• _STATED EXERCISE_
Extract the text lines from the data below and reproduce each one without any change, leaving the pictures out of your answer.

• _EXTRACTED RECORDS_

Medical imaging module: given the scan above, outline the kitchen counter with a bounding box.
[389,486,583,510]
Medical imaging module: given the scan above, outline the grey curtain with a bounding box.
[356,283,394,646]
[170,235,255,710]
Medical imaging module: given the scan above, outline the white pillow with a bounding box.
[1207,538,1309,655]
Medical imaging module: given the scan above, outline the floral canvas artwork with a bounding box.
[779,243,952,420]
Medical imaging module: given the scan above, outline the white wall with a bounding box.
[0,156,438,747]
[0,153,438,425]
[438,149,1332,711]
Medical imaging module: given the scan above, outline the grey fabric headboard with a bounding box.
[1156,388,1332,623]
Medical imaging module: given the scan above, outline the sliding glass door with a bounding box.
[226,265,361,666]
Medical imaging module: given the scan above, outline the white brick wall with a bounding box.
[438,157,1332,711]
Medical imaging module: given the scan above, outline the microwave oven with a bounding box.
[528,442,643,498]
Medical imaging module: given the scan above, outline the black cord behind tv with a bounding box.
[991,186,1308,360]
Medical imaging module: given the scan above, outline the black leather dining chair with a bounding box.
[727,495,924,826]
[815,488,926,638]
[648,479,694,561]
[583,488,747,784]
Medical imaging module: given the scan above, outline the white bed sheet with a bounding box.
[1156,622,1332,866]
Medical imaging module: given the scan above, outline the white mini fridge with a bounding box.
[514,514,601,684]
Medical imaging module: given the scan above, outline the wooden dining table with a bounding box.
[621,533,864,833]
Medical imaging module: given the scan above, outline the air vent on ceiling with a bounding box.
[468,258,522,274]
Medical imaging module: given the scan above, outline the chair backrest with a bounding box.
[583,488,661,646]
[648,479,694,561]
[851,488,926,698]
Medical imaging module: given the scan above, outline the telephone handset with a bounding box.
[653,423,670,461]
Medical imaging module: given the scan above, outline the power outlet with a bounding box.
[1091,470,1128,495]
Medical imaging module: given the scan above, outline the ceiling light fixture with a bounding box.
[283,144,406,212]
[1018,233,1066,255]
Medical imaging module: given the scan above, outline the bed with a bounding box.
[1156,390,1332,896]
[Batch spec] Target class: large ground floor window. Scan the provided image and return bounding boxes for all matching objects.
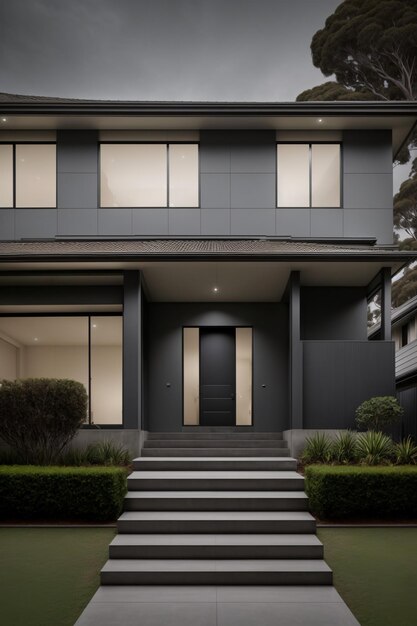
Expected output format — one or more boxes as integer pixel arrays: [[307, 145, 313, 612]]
[[0, 315, 123, 425]]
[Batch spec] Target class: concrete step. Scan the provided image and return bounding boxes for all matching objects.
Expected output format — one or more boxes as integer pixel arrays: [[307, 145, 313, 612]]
[[124, 491, 308, 511], [127, 470, 304, 491], [109, 534, 323, 559], [141, 448, 290, 458], [143, 438, 286, 448], [101, 559, 332, 585], [133, 457, 297, 472], [117, 511, 316, 534], [147, 427, 283, 441]]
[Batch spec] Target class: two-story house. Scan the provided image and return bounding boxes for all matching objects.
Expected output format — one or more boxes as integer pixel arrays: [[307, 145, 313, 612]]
[[0, 94, 417, 450]]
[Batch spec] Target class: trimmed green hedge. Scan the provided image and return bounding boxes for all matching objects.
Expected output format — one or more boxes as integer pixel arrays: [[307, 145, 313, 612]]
[[0, 465, 127, 521], [305, 465, 417, 520]]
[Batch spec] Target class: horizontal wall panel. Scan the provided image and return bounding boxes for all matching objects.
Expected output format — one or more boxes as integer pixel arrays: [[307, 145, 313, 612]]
[[0, 285, 123, 306], [131, 208, 168, 236], [15, 209, 58, 239], [343, 172, 393, 209], [58, 208, 97, 237], [230, 174, 276, 209], [200, 143, 230, 174], [98, 209, 132, 235], [343, 129, 392, 177], [200, 174, 230, 209], [231, 209, 275, 235], [343, 209, 394, 245], [311, 208, 343, 237], [0, 130, 57, 143], [58, 172, 98, 208], [230, 143, 276, 174], [276, 209, 311, 237], [169, 209, 201, 237], [276, 130, 342, 142], [99, 130, 200, 141], [201, 209, 231, 237]]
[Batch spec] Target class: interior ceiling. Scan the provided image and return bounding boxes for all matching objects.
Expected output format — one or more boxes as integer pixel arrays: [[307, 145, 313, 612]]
[[0, 260, 401, 302], [0, 316, 122, 350], [2, 115, 415, 151]]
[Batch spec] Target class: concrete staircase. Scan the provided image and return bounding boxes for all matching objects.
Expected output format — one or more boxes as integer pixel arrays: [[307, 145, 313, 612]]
[[101, 429, 332, 586]]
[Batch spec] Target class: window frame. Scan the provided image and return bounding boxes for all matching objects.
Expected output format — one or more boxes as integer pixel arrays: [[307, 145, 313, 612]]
[[275, 139, 343, 211], [97, 140, 201, 210], [0, 311, 125, 430], [0, 138, 58, 211]]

• _SOLUTION TO THIS PROBLEM_
Medical imaging module: given the scan above, outline the kitchen counter with a bounding box.
[389,486,583,510]
Medical imaging module: given the scan above, outline the grey curtain with a bounding box.
[356,283,394,646]
[170,235,255,710]
Medical imaging module: given the scan above, outline the white pillow with a bounding box.
[1207,538,1309,655]
Medical imaging module: given the scan above, outline the floral canvas artwork with a bounding box.
[779,243,952,420]
Medical imaging module: given the scan above, outline the white wall with a bounding box.
[0,156,438,747]
[0,153,438,425]
[438,149,1332,711]
Medical imaging module: given the scan above, outline the grey fabric headboard with a bounding box.
[1156,388,1332,623]
Medical imaging module: given the scan above, outline the sliding glass door with a bounding box.
[226,265,361,666]
Medical imaging module: given the scan above, outline the white brick wall with a bounding box.
[438,157,1332,711]
Medical imaging module: given the scan above, outline the microwave oven with a bounding box.
[528,442,643,498]
Medical imaging module: given the scan above, outline the black cord behind tv with a bounding box.
[991,186,1308,360]
Medical imaging module: given the scan above, outline the black leather dining chair with a bounding box.
[727,495,924,826]
[815,488,926,638]
[648,479,694,561]
[583,488,747,784]
Medical imaging module: given the scan above, outline the white bed sheet with a bounding box.
[1156,622,1332,866]
Medical imaging module: given the scan above, outline the white mini fridge with a bounding box.
[514,514,601,684]
Medical imaging module: given the scan above, outline the wooden dining table with a bounding box.
[621,533,864,833]
Medical imaging module: given the scan above, outline the air vent on ceiling with a bounding box.
[468,258,522,274]
Medical imaging module: given the scan above, outline the chair backrest with a bounding box.
[583,488,661,646]
[648,479,694,561]
[851,488,926,698]
Medical imaging module: given the scan above, outline the telephone handset with a bounding box.
[653,423,670,461]
Medical imaging module: given the scan above, outline the power outlet with a bounding box.
[1091,470,1128,495]
Medical imaging module: given the scan above, outline the ceiling light fixture with a bounding box.
[283,144,406,212]
[1018,233,1066,255]
Medical imaging module: given the scan above, outline the bed with a bounding box.
[1156,390,1332,896]
[Batch spec] Target class: large ground floor window. Scan the provided image and return bounding boxes for all matching objects.
Expected output format — one or more boxes as integer pixel arrays: [[307, 145, 313, 612]]
[[0, 315, 123, 425]]
[Batch spec] Target class: concrete step. Scan the provided image and return bounding boxes for all matching objects.
Expected output format — one or more boxes as integer pixel arrays: [[307, 145, 313, 612]]
[[124, 491, 308, 511], [127, 470, 304, 491], [109, 534, 323, 559], [141, 448, 290, 458], [143, 438, 286, 448], [101, 559, 332, 585], [133, 457, 297, 472], [117, 511, 316, 534], [147, 427, 283, 441]]
[Batch spec] Target class: two-story house. Scan the provided image and return bounding boxes for all matching objects.
Expected output format — one or more boxes as integer pixel arrays: [[307, 145, 313, 612]]
[[0, 94, 417, 450]]
[Batch spec] Target class: trimmed green hedge. Scan the provided image and return bounding boxes for all matching objects.
Expected output format — one or more boxes as integer pixel arrays: [[307, 145, 313, 612]]
[[0, 465, 127, 521], [305, 465, 417, 520]]
[Batch spec] Target class: horizontal wall panel. Scan the provided image and return bounding boxes for all matching objects.
Expected output format — one or more boxes as integer pixel arrays: [[307, 145, 313, 612]]
[[0, 285, 123, 306], [131, 208, 168, 236], [15, 209, 58, 239], [343, 172, 393, 209], [58, 208, 97, 237], [230, 174, 276, 209], [200, 143, 230, 174], [98, 209, 132, 235], [343, 129, 392, 177], [200, 174, 230, 209], [231, 209, 275, 235], [343, 209, 394, 245], [311, 208, 343, 237], [0, 130, 57, 143], [58, 172, 98, 208], [230, 143, 276, 174], [276, 209, 311, 237], [169, 209, 201, 237], [276, 130, 342, 142], [99, 130, 200, 141], [201, 209, 231, 237]]
[Batch spec] Target class: interior ceiling. Scan the provided image and return bounding boxes for all matching objects.
Expected output format — one or more boxes as integer pixel arrays: [[307, 145, 313, 612]]
[[0, 260, 401, 302], [0, 316, 122, 350], [2, 115, 415, 151]]
[Batch spec] Target class: concrete staircase. Scan the provided image and return bounding boxes for all matching objects.
Expected output format — one or more boxes as integer pixel arrays: [[307, 145, 313, 612]]
[[101, 429, 332, 586]]
[Batch spec] Target class: window frame. Scan the provided image and return bounding boxes for all matching objects.
Expected output format — one or more boxes as integer pixel arrays: [[307, 145, 313, 612]]
[[275, 139, 343, 211], [97, 140, 201, 210], [0, 311, 125, 430], [0, 138, 58, 211]]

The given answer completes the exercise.